Supplied text.
The Humble Tomatoes That Were Once Blamed For Black Magic

Could you imagine picking up that simple and familiar red fruit (yes, it’s technically a fruit, biology is one our side for this argument), and believing that it was the source of all evil? It might seem like a ridiculous proposition to us today, but in the 18th century across Europe and North America, people believed just that. They were thought to be poisonous and even the source of witchcraft and wizardry – and not the kind that you’d associate with Harry Potter.

The journey of the tomato from villain to kitchen staple can be traced back to the Andean region of South America, where it was first cultivated by the Incas. It was then brought over to Europe in the 16th century by Spanish conquistadors. At first, it was grown for ornamental purposes, with people admiring its bright colours and unique shape. But soon, people began to realise that the tomato was also a tasty and nutritious food.

Given records.
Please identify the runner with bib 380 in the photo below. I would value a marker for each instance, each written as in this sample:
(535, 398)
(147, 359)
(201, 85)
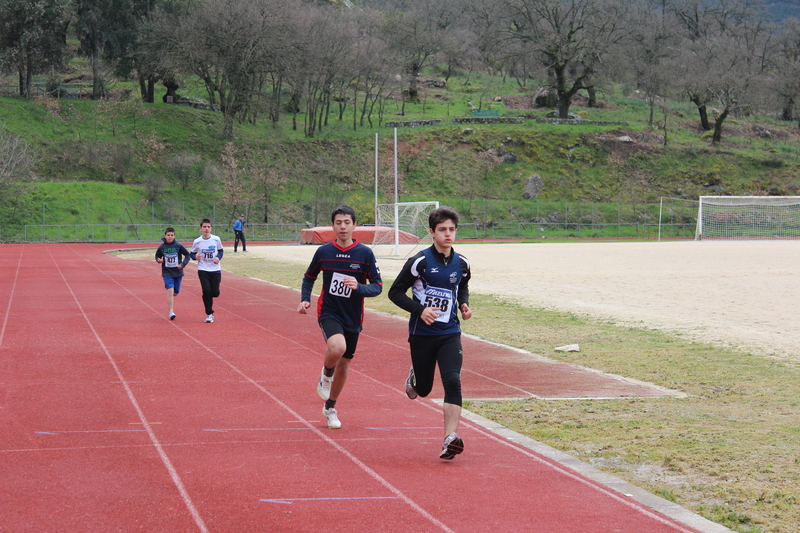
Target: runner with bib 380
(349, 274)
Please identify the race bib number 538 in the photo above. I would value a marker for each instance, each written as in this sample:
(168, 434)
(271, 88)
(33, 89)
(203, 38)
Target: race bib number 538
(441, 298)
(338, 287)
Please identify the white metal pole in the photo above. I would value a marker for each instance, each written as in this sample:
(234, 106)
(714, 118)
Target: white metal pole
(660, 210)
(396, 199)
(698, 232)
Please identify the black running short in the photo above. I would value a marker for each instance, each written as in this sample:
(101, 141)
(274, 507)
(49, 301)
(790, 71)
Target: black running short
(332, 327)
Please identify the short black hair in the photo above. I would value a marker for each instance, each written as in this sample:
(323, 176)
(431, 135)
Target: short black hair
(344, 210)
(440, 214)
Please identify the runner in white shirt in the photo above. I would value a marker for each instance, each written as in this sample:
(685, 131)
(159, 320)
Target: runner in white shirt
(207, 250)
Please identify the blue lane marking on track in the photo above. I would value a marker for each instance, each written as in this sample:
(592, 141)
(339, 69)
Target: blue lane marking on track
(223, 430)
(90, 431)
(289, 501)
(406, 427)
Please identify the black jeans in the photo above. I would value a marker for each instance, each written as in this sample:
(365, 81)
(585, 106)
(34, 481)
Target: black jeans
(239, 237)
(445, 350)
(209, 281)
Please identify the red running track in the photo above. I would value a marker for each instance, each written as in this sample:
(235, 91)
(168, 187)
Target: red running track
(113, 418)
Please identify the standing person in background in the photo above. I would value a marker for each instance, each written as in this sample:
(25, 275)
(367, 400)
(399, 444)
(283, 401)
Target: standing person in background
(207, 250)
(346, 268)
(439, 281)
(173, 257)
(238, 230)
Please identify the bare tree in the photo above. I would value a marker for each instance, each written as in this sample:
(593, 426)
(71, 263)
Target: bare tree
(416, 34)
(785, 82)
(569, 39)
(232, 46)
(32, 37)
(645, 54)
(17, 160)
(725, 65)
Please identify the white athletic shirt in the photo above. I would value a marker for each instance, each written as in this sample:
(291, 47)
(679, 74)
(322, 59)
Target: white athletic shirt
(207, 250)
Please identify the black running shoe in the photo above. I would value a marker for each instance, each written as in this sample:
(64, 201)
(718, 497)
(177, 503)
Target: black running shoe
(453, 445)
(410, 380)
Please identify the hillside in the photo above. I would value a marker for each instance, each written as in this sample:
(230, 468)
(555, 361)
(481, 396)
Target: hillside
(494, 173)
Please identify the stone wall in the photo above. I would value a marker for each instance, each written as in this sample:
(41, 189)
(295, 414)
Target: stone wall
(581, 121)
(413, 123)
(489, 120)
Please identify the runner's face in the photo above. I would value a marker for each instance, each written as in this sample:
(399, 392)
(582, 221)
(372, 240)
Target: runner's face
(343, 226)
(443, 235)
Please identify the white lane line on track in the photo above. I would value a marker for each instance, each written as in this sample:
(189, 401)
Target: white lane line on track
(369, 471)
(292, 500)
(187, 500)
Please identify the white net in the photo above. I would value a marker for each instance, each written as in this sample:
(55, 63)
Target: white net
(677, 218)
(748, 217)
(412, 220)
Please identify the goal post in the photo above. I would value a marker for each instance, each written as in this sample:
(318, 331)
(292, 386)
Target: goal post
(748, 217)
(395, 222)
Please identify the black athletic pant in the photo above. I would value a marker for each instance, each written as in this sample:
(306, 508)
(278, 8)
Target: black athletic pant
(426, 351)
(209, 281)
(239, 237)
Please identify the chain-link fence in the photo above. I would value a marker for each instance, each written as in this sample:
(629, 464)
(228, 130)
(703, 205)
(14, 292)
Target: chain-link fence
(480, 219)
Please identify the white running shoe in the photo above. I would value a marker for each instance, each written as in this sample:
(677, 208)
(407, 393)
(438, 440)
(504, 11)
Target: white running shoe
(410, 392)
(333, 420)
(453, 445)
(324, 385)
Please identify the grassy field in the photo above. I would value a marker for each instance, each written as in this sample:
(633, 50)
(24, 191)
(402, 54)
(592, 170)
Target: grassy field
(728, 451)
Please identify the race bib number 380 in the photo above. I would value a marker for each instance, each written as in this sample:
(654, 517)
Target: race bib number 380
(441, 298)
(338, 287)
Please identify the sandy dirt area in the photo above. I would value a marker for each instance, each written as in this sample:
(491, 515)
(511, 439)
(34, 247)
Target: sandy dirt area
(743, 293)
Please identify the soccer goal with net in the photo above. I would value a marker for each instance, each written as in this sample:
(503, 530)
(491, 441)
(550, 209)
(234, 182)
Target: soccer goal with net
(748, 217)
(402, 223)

Action item. Extend the article above about tomatoes once blamed for black magic, starting right after its final sentence.

Your response.
However, the tomato's rise to culinary stardom was not without its challenges. For one thing, it was not an immediate hit with everyone. Some people found its taste and texture unappealing. But the tomato's biggest hurdle was the unfounded belief that it was poisonous.  This belief had its roots in a number of different factors. For one thing, the tomato belongs to the nightshade family of plants, which also includes bell peppers, potatoes, and eggplants. Some of these plants are known to be toxic, and people assumed that the tomato must be poisonous as well.

Unfortunately, there may have been some truth to this because in Europe in the 1700s tomatoes got the dubiously fairytale nickname “the poison apple”, since many nobles would find themselves sick after consuming them. Though the only obvious suspect to doctors at the time were tomatoes, it was actually their plates that were the problem. Most dishes of the time were made of pewter – which was then an alloy of tin and lead. And when the natural acids of the tomato reacted with the plate, it resulted in lead poisoning and the unintentional besmirchment of the innocent tomato.

Another factor was the tomato's bright red colour, which some people associated with blood. This made them uneasy, and they assumed that anything that looked like blood must be dangerous.  But perhaps the biggest factor in the tomato's bad reputation was its association with witchcraft and black magic. During the 18th century, many people believed in the existence of witches and demons, and they were afraid of anything that might be associated with these dark forces.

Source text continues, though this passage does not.